## EXERCISE BRIEF
Convert the records below into a two-column CSV with the columns text and answer. Start at the line that contains "the shirt collar." and end with the last of the records. Give one row for each record, put each field in quotation marks, and replace any line breaks with spaces.

## TASK INPUT
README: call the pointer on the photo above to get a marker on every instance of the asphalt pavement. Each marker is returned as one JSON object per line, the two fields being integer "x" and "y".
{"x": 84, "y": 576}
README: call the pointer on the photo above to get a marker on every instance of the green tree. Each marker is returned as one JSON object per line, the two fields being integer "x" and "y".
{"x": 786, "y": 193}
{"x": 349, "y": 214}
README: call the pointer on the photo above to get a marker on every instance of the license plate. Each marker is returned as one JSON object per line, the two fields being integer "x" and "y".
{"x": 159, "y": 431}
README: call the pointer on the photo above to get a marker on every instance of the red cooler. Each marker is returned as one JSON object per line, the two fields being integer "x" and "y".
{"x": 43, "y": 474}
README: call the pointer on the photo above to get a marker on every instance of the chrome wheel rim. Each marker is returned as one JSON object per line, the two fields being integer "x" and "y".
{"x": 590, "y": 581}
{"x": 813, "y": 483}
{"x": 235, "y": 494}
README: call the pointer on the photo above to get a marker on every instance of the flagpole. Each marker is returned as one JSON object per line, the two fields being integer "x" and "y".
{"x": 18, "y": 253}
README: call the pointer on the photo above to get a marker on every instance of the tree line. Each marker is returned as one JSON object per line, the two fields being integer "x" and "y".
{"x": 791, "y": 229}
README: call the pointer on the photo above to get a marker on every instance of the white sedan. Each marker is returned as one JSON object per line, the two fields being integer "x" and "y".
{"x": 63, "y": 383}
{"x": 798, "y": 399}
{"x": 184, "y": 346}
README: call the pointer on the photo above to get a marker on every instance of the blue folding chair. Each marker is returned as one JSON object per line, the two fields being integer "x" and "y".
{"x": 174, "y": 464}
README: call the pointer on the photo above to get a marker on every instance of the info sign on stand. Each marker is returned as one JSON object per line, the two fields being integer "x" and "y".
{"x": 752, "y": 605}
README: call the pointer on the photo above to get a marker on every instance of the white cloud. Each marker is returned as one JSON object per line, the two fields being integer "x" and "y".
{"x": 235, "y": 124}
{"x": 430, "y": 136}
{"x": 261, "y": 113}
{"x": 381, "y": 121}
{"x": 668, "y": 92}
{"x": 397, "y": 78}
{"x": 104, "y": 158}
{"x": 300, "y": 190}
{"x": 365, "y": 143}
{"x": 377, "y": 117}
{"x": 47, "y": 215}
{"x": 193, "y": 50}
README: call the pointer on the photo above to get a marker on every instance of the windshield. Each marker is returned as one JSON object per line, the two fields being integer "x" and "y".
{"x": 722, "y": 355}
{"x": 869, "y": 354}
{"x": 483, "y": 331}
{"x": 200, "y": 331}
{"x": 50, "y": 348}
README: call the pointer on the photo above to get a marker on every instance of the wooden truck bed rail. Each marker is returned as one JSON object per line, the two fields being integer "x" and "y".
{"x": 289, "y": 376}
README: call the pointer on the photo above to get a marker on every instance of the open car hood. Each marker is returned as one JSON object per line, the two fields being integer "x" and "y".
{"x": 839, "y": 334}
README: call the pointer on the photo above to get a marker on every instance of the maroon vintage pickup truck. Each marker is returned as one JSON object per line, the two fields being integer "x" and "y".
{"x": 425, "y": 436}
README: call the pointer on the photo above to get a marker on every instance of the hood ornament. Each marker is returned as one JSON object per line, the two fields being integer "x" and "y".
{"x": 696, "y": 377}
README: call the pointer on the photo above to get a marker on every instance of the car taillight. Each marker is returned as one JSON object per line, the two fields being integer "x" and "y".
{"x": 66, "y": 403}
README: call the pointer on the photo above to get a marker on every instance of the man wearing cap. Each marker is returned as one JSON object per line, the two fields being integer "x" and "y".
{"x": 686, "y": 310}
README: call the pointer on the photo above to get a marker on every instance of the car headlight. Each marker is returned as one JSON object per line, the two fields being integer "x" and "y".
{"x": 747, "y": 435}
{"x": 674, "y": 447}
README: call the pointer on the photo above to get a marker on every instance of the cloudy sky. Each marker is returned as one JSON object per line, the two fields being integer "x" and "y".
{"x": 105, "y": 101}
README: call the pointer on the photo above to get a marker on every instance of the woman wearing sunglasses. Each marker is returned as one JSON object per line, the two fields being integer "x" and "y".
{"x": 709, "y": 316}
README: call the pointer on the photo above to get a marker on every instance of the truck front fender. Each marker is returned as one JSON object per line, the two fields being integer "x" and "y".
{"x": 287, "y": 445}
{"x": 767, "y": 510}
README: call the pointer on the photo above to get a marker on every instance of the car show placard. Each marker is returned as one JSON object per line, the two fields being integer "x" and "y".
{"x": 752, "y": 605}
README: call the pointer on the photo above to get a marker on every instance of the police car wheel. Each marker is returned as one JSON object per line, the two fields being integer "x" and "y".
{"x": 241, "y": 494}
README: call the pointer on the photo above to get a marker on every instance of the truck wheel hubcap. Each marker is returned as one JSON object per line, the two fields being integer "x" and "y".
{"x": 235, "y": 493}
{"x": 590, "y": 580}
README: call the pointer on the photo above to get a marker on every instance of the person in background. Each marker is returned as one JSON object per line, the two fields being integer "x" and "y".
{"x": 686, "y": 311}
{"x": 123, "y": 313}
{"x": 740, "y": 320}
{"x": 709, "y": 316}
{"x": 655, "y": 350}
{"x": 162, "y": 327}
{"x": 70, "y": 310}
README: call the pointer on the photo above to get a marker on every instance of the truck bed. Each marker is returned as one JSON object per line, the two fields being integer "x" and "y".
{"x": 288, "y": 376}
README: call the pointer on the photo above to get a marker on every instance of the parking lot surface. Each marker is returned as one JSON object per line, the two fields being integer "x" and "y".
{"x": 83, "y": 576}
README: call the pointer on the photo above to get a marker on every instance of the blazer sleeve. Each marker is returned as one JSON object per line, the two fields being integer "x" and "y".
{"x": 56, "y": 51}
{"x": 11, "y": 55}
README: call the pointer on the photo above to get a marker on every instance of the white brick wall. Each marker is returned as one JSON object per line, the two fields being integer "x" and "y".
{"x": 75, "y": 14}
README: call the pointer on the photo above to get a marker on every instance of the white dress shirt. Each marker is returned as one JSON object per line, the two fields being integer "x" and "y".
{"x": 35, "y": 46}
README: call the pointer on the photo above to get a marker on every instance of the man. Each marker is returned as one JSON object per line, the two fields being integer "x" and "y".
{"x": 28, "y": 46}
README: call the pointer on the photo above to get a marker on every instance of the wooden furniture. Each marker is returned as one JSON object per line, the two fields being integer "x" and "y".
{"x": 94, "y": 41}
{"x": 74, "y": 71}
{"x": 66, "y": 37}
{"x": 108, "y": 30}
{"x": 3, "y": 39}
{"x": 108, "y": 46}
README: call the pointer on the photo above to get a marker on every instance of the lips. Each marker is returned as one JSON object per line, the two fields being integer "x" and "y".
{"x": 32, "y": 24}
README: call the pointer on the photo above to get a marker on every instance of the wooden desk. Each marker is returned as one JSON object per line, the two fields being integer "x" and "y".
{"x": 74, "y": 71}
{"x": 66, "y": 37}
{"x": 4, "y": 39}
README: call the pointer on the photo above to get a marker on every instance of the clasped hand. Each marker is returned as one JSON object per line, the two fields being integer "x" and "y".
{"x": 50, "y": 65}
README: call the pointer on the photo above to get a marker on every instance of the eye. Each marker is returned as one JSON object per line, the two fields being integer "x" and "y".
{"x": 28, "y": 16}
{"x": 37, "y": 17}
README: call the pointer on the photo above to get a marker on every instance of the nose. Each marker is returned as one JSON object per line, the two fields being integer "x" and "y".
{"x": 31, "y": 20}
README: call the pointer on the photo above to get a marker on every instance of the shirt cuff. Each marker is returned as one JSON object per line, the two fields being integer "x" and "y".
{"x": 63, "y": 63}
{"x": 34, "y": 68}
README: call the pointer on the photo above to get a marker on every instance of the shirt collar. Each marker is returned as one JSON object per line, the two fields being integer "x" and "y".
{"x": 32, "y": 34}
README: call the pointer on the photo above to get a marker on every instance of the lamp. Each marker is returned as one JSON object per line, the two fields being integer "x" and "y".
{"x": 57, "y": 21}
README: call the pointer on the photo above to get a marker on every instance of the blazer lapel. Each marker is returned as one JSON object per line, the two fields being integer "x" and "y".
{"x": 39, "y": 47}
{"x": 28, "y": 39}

## TASK OUTPUT
text,answer
"README: call the pointer on the photo above to get a marker on every instance of the shirt collar. Each marker is returned as one JSON object per line, the two fields being integer ""x"" and ""y"".","{""x"": 32, ""y"": 34}"
"README: call the pointer on the photo above to get a marker on every instance of the lamp. Each marker is returned as one JSON object per line, the two fields being integer ""x"" and ""y"".","{""x"": 57, ""y"": 21}"
"README: call the pointer on the photo above to get a marker on every instance of the blazer lapel. Each marker is returned as one JSON object per line, the two fields being integer ""x"" and ""y"".","{""x"": 39, ""y"": 47} {""x"": 28, ""y"": 39}"